What you need to do
Write out the listing below exactly, and omit any images you find in it.

Record excerpts
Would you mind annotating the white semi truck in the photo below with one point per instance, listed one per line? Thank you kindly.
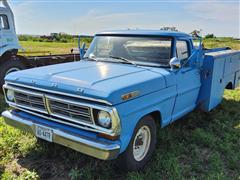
(9, 45)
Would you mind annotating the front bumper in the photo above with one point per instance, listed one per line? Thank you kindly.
(85, 145)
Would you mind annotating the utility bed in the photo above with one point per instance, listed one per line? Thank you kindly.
(221, 69)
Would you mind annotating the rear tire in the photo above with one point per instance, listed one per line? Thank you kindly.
(7, 67)
(141, 146)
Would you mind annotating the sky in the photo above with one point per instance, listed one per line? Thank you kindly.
(220, 17)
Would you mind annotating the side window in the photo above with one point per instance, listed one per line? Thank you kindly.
(4, 22)
(182, 50)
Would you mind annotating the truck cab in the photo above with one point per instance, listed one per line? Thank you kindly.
(108, 105)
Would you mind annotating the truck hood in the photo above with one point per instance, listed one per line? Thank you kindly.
(100, 80)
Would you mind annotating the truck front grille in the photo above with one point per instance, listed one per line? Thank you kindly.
(28, 100)
(68, 111)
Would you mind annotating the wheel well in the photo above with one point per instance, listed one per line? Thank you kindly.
(157, 117)
(229, 85)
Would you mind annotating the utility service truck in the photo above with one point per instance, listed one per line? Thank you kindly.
(10, 61)
(129, 84)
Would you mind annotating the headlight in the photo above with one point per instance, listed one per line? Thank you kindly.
(10, 95)
(104, 119)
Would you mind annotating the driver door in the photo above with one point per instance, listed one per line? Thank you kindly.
(188, 82)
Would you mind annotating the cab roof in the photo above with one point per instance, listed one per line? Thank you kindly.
(144, 33)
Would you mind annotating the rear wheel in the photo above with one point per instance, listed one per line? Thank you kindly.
(141, 146)
(8, 67)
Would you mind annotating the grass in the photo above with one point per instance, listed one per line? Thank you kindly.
(199, 146)
(45, 48)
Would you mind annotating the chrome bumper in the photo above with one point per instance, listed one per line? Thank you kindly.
(85, 145)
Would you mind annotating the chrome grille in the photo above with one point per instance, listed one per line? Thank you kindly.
(59, 108)
(32, 101)
(68, 110)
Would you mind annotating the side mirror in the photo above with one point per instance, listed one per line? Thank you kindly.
(175, 63)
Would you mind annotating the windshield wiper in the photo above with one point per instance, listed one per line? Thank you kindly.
(91, 58)
(123, 59)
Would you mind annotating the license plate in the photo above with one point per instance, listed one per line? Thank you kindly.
(44, 133)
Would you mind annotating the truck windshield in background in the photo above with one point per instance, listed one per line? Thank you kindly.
(141, 50)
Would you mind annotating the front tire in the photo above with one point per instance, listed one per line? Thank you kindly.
(141, 146)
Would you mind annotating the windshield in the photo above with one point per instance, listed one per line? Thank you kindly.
(141, 50)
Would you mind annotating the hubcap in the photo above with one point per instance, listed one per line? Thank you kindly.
(141, 143)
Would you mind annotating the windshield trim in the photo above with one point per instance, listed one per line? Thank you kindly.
(171, 38)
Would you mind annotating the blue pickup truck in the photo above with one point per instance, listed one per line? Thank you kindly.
(109, 104)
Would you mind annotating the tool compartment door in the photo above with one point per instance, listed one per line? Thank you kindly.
(219, 69)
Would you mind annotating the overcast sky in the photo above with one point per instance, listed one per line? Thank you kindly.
(88, 17)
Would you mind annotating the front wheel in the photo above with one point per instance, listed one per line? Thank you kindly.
(141, 146)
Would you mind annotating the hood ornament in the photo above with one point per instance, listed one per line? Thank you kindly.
(80, 90)
(130, 95)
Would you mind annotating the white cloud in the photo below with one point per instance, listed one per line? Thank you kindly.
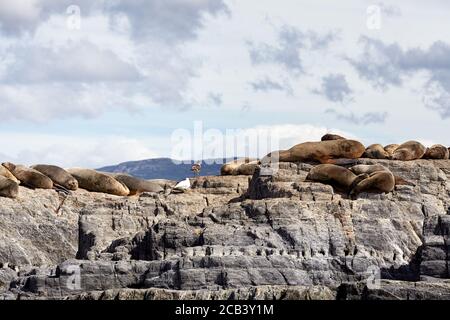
(81, 62)
(70, 151)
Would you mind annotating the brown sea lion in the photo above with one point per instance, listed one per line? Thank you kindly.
(437, 152)
(94, 181)
(390, 148)
(163, 183)
(379, 181)
(330, 136)
(7, 174)
(376, 151)
(367, 168)
(323, 151)
(232, 167)
(58, 175)
(8, 188)
(136, 185)
(29, 177)
(337, 176)
(410, 150)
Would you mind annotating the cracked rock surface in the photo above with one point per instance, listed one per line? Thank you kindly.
(233, 237)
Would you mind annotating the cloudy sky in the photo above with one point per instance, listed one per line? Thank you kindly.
(92, 83)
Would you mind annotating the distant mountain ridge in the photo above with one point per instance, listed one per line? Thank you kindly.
(166, 168)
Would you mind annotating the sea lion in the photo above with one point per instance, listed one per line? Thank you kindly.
(436, 151)
(164, 183)
(247, 169)
(231, 168)
(379, 181)
(367, 168)
(323, 151)
(410, 150)
(29, 177)
(337, 176)
(7, 174)
(376, 151)
(136, 185)
(94, 181)
(390, 148)
(8, 188)
(58, 175)
(330, 136)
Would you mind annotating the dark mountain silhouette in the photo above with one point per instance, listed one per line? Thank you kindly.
(165, 168)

Answer to this task
Would you mind annotating the white semi truck in the photo below with one point per instance, listed one per line? Thank you kindly.
(9, 45)
Would you mind annotating the front bumper in the photo above with one point per instance, listed one per line? Thank you kindly.
(85, 145)
Would you mind annotating the utility bed in the photo above with one point per instance, listed one per line? Thank you kindly.
(221, 69)
Would you mind annotating the rear tire in the photo above with one point per instance, listed one per line? Thank you kindly.
(7, 67)
(141, 146)
Would you mind annotating the sky in the photo above with one point per instance, listed one per line? Thank you kindly.
(220, 17)
Would you mind annotating the side window in the photo above with one point per instance, listed one per line? Thank you kindly.
(4, 22)
(182, 50)
Would you mind annotating the truck cab in the photo above with one point per instance, listed one per line? Thank you kindly.
(108, 105)
Would you mind annotating the truck hood in the photo above with one point per instance, listed one per line? Thank you kindly.
(100, 80)
Would you mind annotating the truck front grille in the photo above with one point per instance, listed one per line? Thank you kindly.
(28, 100)
(68, 111)
Would you mind annotating the wheel well in the photo above with one point per instance, listed one per line? Thank you kindly.
(157, 117)
(229, 85)
Would you mind annotating the utility service truck in the photo above with one point per instance, listed one per line? Thank you kindly.
(10, 61)
(129, 84)
Would you mind annotating the headlight in the photo above with one point per instance, listed one per line? Thank you kindly.
(10, 95)
(104, 119)
Would you mind annotating the driver door in the photo above with one point per instance, listed one per line? Thank you kindly.
(188, 82)
Would you mind annotating the cab roof in the photo above with one point per instance, listed one per line? Thank you kindly.
(144, 33)
Would you mind annotating the rear wheel in the photo above with one point per instance, listed one per line? Thank you kindly.
(141, 146)
(8, 67)
Would you mind annotating the grass in the photo above with one point per instance, listed one per line? Thank you kindly.
(199, 146)
(45, 48)
Would you mind annotating the chrome bumper in the photo above with one point per instance, listed one per line? Thank you kindly.
(85, 145)
Would you mind annotating the chrome grille in the photo above with one point per instance, listed one per line? Thank you kindly.
(59, 108)
(32, 101)
(68, 110)
Would you mind annotating the side mirror in the photo above with one point per instance, listed one per line? Thank you kindly.
(175, 63)
Would you mind annotating the windshield wiper in the photo above with one point per instance, listed one per line? Thank you kindly.
(91, 58)
(123, 59)
Would you mind annotating the license plate in the photo above with one point per instance, listed one per line? Thank you kindly.
(44, 133)
Would you mind annotating the truck windshield in background in the photo above with one point per instance, listed one per line? Thank you kindly.
(141, 50)
Would you mind annotating the front tire in the photo above with one point per instance, listed one per line? Thank you kindly.
(141, 146)
Would you mind annotating the windshield in the photo above with one point per instance, listed one per line? Thank you kindly.
(141, 50)
Would you mind annotating the hubcap in the photo above with one point per instance, listed one per line? Thank you kindly.
(141, 143)
Would you mind annotating the windshield trim in the photo above with one point per instance, listed one per line? Thank you kindly.
(171, 38)
Would you mind annotating the blue pickup truck in the photo above with one point per instance, listed one per line? Thank you kindly.
(109, 104)
Would you mind annotating the tool compartment door in the photo above with one point per instance, listed one per line? Thank you kindly.
(219, 69)
Would you mind annotating the overcast sky in the photo above with one point per instance, listed one per line? Thank you kindly.
(88, 17)
Would you mind annotating the front wheel in the photo above with one point per instance, listed one per line? Thank you kindly.
(141, 146)
Would you mind annotating the hood ornament in the photo above with one point per instance, listed one per line? Thank you kindly.
(80, 90)
(130, 95)
Would you mind annotating the white cloud in the photo below with one point per instance, listed one per line? Thank you kindly.
(81, 62)
(70, 151)
Would you mind annotating the brown sea lion in the photo above with one point per instance, listed one per line? Thank you kindly.
(437, 152)
(94, 181)
(390, 148)
(163, 183)
(379, 181)
(330, 136)
(7, 174)
(376, 151)
(367, 168)
(323, 151)
(232, 167)
(58, 175)
(8, 188)
(136, 185)
(29, 177)
(337, 176)
(410, 150)
Would you mind annotating the cracked rock surface in the photo above with one point per instance, listed one per line? Thank you kindly.
(233, 237)
Would you mind annotating the cloudy sky in the photo above with one point per instance, listed one per line? Thank you kindly.
(92, 83)
Would you mind annotating the distant mountain ridge in the photo above with one point per instance, listed one per line? Thank you kindly.
(166, 168)
Would you mind annotating the sea lion in the photo above with one point per instance, listed one per line? Thank you kindly.
(436, 151)
(164, 183)
(247, 169)
(231, 168)
(379, 181)
(367, 168)
(323, 151)
(410, 150)
(29, 177)
(337, 176)
(7, 174)
(376, 151)
(136, 185)
(94, 181)
(390, 148)
(8, 188)
(58, 175)
(330, 136)
Would you mind annotating the dark mountain silhouette in the photo above with one point per instance, listed one per line? Thank you kindly.
(165, 168)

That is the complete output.